Началась война. Семнадцатилетний Окуджава рвался на фронт, а когда его не взяли по возрасту, организовал со своими соучениками по 101-й тбилисской школе агитбригаду, которая выступала перед ранеными в госпиталях. По воспоминаниям З.А. Казбек-Казиева, "Булат тогда уже писал стихи. Стихи, как он потом говорил, неважные, но нам они казались очень хорошими. Мы все немножко поддерживали в нём это поэтическое начало. К агитбригаде это не имело никакого отношения, стихи читались только в кругу друзей. Не следует забывать, что Булат был племянником Галактиона Табидзе. Табидзе был женат на родной сестре его отца, Ольге Окуджава. Когда в 1937-м году её, как и всю семью Окуджава, арестовали, Табидзе, бедный, каждый день ходил в здание НКВД, добиваясь какого-то свидания. Великий поэт, всенародно известный (тогда ещё не было звания народного поэта), он безуспешно добивался правды. Табидзе очень любил жену, с горя он стал много пить. Булат, естественно, как-то общался с Табидзе, ходил к нему. Точно неизвестно, читал ли он Галактиону свои стихи, но ходил он к нему не только как к родственнику, но и как к поэту. Булат тогда уже считал себя поэтом. Кто-то сказал ему, что если будет достаточно денег, можно будет издать книжку. Булат поверил в серьёзность этого дела, он даже собирал деньги".

ЗАПИСИ НАБОРА ДАННЫХ -
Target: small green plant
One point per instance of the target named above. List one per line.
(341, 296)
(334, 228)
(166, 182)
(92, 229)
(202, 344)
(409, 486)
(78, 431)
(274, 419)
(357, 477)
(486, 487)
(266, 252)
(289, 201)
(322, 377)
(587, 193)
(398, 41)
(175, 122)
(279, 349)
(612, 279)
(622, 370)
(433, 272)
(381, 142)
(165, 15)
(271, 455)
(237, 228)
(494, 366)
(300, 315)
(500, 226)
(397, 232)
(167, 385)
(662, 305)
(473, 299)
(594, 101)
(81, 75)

---

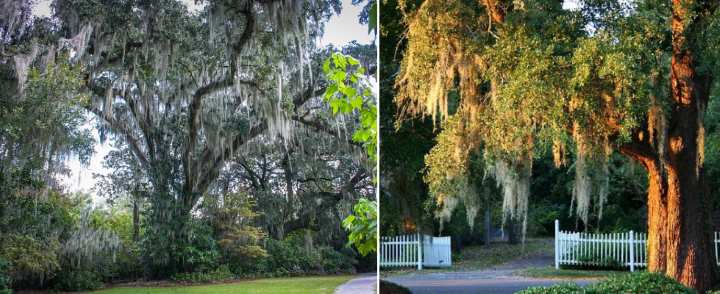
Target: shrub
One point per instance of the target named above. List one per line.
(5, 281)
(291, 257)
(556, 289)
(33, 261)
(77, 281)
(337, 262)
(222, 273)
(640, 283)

==

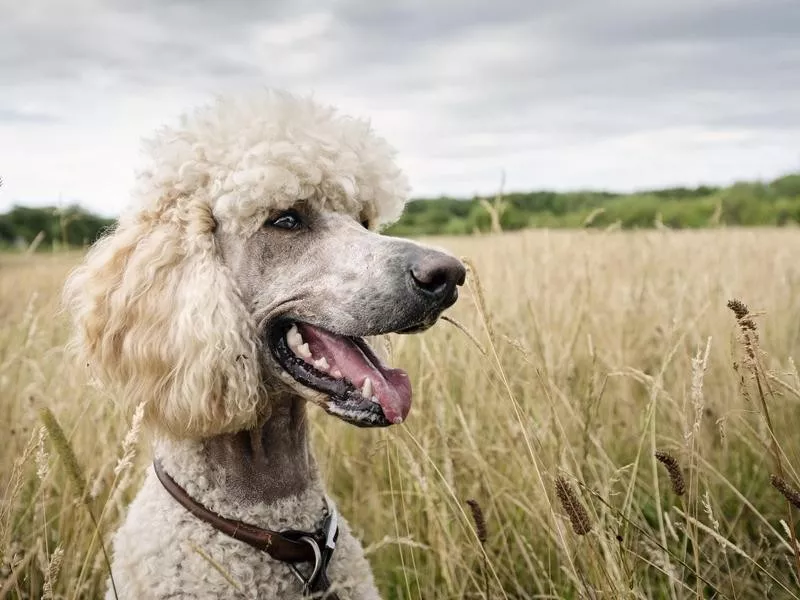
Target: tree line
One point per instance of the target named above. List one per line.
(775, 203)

ЧТО ТРЕБУЕТСЯ -
A. Сверьте с отрывком об Окуджаве три утверждения. Для каждого укажите «да» или «нет» и процитируйте без изменений решающие слова отрывка: (i) на фронт Окуджаву не взяли из-за возраста; (ii) стихи Окуджавы звучали на выступлениях агитбригады; (iii) Галактион Табидзе был женат на сестре матери Окуджавы.
B. По отрывку об Окуджаве: с кем он организовал агитбригаду?
Записи взяты из другого источника и с отрывком не связаны.

ОТВЕТЫ ПО ЗАДАНИЯМ -
A.
(i) Да: «когда его не взяли по возрасту».
(ii) Нет: «К агитбригаде это не имело никакого отношения, стихи читались только в кругу друзей».
(iii) Нет: «Табидзе был женат на родной сестре его отца, Ольге Окуджава».

B. С соучениками по 101-й тбилисской школе.